* **EXCERPT PROVIDED**
◇ ◇ ◇ ◇

Matisse was disappointed by these harsh and negative reviews, yet surprised when “The Woman With the Hat” was sold to one Leo Stein, brother to another avant-garde artist, writer Gertrude Stein. The entire Stein family would become supportive friends and collectors of Matisse’s work as well as introducing him to other influential art patrons.
Fauvism had guaranteed Matisse’s acceptance and modest success, yet he longed to create works that were more permanent. He continued to pursue this goal yet was never able to modify his modernistic style of abstract lines and bright undiluted colours. By 1906 his reputation had spread and his art was well known all over Paris. That same year some of his works were on display in Brussels. The Steins introduced Matisse’s paintings to an even wider circle of art patrons, all of them eager to obtain his pieces. A Russian collector named Sergei Shchukin also commissioned numerous murals that allowed Matisse even freer experimentation. 1908 saw his first one man show in New York where critics reaction was again negative - they were disgusted by his style, especially by what they called his “distortion” of the female form.
Over the next 3 decades Matisse managed to gain critical and public acceptance and achieve financial security and creative freedom. He continued producing distinctive works like “Harmony in Red”, “The Music Lesson”, “The Dance”, “The Red Studio”, “The Green Stripe”, to name just a few. He seemed to find inspiration everywhere and never lacked for ideas or new inventive ways to express his artistic vision. He re-located to Nice permanently and eventually moved into a large, bright loft above an old hotel where he was always immersed in his work. He did find time to travel the world, sit on artistic panels, teach, complete numerous commissions, and even paint a mural of Saint Dominic in the Chapel of the Rosary in Vence. His liaison with a studio helper, Lydia Delectorskya, put a rift in his marriage and he and Amelie went through a bitter serration, yet never divorced. Matisse continued to suffer ill health and in 1941 had surgery for intestinal problems, the operation leaving him an invalid. In 1944 he weathered more family trials when his wife, and then his daughter, Marguerite, were arrested by the Gestapo for their involvement in the French Resistance. Both survived their imprisonment.
Through it all Matisse continued to create new works and during the last decade of his life began experimenting with bright paper cutouts and collages, a medium in which he found great delight and even more artistic freedom. The “old master” had once against tipped the collective art community on its ear. Until the day of his death on November 3, 1954, Henri Matisse never stopped pursuing art with a keen and fresh eye. He was also one of the select few artists in history who achieved acclaim and fortune during his lifetime, not posthumously.

◇ ◇ ◇ ◇

* **AIM OF THE EXERCISE**
Answer these from the Matisse text:
1. Who bought "The Woman With the Hat"?
2. In what year did Matisse have his first one-man show in New York?
3. On what date did Matisse die?

◇ ◇ ◇ ◇

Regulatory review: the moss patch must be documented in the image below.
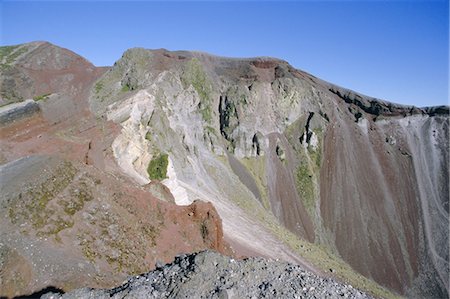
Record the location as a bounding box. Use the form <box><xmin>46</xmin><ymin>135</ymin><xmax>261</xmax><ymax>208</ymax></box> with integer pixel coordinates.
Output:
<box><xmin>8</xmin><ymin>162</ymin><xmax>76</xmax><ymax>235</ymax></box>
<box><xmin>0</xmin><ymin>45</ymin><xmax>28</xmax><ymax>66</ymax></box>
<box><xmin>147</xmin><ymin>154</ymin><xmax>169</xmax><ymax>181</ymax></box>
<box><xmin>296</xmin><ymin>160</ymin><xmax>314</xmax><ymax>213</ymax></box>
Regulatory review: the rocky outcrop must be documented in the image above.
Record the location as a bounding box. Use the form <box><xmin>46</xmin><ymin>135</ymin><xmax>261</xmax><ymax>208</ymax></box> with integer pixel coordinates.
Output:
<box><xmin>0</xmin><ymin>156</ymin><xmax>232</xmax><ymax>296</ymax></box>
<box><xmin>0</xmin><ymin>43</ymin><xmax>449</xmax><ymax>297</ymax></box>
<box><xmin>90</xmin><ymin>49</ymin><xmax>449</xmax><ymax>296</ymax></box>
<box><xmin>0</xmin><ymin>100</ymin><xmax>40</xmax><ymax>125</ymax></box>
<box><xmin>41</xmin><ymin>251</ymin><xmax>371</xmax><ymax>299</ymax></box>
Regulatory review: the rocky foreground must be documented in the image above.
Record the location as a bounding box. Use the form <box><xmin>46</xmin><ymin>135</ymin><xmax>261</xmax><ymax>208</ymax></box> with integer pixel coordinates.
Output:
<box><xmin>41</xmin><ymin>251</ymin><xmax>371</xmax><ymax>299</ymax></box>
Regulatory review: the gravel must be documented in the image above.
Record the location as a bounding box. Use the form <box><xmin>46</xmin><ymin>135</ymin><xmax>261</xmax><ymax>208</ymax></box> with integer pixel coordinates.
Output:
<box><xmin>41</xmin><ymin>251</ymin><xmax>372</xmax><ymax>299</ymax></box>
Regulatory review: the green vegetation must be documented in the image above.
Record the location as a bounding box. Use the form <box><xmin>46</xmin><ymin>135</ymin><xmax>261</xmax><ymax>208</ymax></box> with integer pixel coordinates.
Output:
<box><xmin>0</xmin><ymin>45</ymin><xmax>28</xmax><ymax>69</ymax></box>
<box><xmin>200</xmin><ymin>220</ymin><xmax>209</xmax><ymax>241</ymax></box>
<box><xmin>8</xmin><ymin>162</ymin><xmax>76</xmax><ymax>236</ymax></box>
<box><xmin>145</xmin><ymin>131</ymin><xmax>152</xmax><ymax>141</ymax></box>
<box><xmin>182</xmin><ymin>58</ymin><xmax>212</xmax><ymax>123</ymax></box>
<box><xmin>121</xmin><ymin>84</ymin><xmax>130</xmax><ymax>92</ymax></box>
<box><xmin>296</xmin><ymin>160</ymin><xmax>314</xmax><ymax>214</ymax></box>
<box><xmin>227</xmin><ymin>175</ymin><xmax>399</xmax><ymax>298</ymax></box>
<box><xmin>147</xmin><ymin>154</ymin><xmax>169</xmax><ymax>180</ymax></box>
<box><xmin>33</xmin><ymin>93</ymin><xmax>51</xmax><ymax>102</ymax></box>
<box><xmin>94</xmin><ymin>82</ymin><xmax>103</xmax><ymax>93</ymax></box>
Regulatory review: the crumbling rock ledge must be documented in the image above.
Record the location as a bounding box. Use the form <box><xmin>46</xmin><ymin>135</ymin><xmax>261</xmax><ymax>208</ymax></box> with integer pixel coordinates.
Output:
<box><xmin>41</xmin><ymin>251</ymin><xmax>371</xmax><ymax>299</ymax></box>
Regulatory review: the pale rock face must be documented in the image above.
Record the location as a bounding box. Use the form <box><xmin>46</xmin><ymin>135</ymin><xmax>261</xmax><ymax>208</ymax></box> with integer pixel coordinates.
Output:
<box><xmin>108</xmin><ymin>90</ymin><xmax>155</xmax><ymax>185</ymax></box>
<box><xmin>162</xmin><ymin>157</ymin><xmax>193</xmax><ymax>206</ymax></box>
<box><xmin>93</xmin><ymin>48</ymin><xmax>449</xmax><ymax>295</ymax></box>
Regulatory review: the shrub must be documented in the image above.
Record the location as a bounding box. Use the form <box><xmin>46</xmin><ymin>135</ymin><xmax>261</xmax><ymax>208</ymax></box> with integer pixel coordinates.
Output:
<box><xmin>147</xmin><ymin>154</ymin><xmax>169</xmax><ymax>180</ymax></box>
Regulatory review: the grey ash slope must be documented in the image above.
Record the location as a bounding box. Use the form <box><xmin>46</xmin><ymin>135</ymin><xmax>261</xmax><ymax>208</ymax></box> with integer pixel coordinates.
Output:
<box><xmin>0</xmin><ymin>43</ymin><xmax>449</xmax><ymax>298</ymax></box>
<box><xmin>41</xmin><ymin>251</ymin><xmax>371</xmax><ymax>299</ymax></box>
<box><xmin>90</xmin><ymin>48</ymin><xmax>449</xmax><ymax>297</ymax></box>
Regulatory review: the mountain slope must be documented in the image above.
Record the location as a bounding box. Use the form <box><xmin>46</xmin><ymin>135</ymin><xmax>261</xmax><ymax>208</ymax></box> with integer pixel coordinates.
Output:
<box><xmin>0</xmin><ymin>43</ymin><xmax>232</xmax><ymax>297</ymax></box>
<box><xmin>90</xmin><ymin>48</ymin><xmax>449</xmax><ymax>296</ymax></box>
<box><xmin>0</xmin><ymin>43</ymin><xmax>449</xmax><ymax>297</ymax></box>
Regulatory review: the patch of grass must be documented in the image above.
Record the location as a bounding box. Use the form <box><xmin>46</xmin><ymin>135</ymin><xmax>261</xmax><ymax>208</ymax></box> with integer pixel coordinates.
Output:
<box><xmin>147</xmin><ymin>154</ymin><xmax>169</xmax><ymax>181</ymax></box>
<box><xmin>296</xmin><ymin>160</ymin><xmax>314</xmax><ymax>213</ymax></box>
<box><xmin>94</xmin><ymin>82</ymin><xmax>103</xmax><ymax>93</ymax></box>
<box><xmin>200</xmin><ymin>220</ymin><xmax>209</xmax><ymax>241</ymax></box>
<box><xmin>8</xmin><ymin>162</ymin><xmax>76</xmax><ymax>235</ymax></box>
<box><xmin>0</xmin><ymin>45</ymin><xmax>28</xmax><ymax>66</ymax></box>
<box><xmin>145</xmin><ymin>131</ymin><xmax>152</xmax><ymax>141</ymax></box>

◇ ◇ ◇ ◇

* **COMPLETED TASK**
1. Leo Stein
2. 1908
3. November 3, 1954